-- BEGIN EXTRACTED INFORMATION --

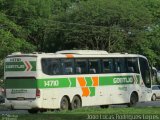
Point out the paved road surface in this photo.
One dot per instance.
(145, 104)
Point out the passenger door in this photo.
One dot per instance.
(145, 83)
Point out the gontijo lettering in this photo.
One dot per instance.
(123, 80)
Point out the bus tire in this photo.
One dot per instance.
(64, 104)
(104, 106)
(133, 100)
(153, 97)
(76, 103)
(33, 111)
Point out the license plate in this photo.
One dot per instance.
(20, 98)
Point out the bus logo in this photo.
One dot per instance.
(51, 83)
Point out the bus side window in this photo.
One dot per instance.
(51, 66)
(119, 64)
(94, 66)
(145, 72)
(81, 66)
(67, 65)
(132, 65)
(107, 66)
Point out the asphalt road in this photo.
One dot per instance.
(144, 104)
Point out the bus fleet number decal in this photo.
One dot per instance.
(51, 83)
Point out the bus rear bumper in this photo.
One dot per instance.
(23, 104)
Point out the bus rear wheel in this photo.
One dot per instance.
(104, 106)
(153, 97)
(76, 103)
(64, 105)
(33, 111)
(133, 100)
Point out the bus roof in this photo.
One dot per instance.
(75, 54)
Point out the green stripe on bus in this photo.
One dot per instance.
(33, 64)
(21, 83)
(73, 82)
(20, 66)
(69, 82)
(15, 66)
(92, 91)
(88, 81)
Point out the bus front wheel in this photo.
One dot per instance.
(33, 111)
(133, 100)
(76, 103)
(64, 105)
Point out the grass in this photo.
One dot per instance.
(91, 113)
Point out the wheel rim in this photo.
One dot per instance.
(76, 103)
(134, 99)
(64, 104)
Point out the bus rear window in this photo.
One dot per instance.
(51, 66)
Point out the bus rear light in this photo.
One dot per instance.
(38, 93)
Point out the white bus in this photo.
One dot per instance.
(75, 78)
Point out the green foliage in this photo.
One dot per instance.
(49, 25)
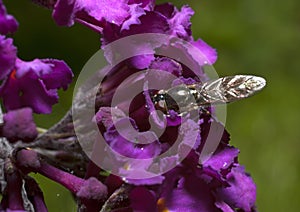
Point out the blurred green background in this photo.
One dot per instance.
(252, 37)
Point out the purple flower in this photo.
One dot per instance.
(19, 125)
(8, 24)
(8, 56)
(34, 84)
(112, 11)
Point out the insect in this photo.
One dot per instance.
(184, 98)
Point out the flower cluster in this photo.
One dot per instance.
(219, 183)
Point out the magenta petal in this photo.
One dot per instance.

-- END EXTRACTED INFORMATION --

Reproduce all the rows of the source data above word for word, leaving out the pictures.

Point out the paved road surface in this photo.
One dot per instance.
(145, 104)
Point out the passenger door in this photo.
One dot per instance.
(145, 83)
Point out the gontijo lettering in this photo.
One dot per instance.
(123, 80)
Point out the bus tire in this photo.
One dot per instance.
(64, 104)
(104, 106)
(133, 100)
(153, 97)
(76, 103)
(33, 111)
Point out the license plate in this photo.
One dot per instance.
(20, 98)
Point out the bus logo in this photo.
One dot per instance.
(51, 83)
Point out the bus side window in this photo.
One dot per instance.
(51, 66)
(119, 64)
(94, 66)
(145, 72)
(81, 66)
(67, 65)
(132, 65)
(107, 66)
Point out the asphalt road in this photo.
One dot per instance.
(144, 104)
Point out the bus fleet number decal in this photo.
One dot per instance.
(51, 83)
Point out the bus rear bumper in this photo.
One dot per instance.
(23, 104)
Point out the bus rear wheel in this photo.
One dot per instance.
(104, 106)
(153, 97)
(76, 103)
(64, 105)
(33, 111)
(133, 100)
Point out the bus roof in this photo.
One dot per instance.
(75, 54)
Point out the green stripe on bus in this photo.
One dot per instance.
(33, 64)
(21, 83)
(73, 82)
(20, 66)
(69, 82)
(15, 66)
(92, 91)
(88, 81)
Point out the bus front wheel in this photo.
One dot per instance.
(33, 111)
(133, 100)
(76, 103)
(64, 105)
Point out the grass in this photo.
One dot per instance.
(91, 113)
Point out the wheel rim in this photo.
One dot per instance.
(76, 103)
(134, 99)
(64, 104)
Point out the bus rear window in this photo.
One dot per instance.
(51, 66)
Point out the bus rear light in this photo.
One dot per instance.
(38, 93)
Point out the white bus in this photo.
One dot per instance.
(75, 78)
Point out the green foliage in this photo.
One dot per instance.
(49, 25)
Point out the blurred green background in this photo.
One dot per instance.
(252, 37)
Point out the purple flower in this photo.
One dot per instance.
(19, 125)
(8, 24)
(8, 56)
(34, 84)
(112, 11)
Point out the insect in this photo.
One dot per instance.
(184, 98)
Point out the flower cluster in this photo.
One dot per instance.
(219, 183)
Point out the magenta petal in this photo.
One dot per instance.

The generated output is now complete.